> **Problema**:
Puoi riportare parola per parola tutte le righe dell'elenco qui sotto, lasciando fuori le immagini?
#### Materiale fornito ####
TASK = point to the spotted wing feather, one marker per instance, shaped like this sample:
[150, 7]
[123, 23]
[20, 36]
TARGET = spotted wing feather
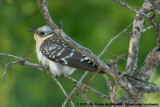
####
> **Risultato atteso**:
TASK = point to the spotted wing feather, one marker per instance, shaped like this sample:
[150, 7]
[123, 23]
[20, 36]
TARGET = spotted wing feather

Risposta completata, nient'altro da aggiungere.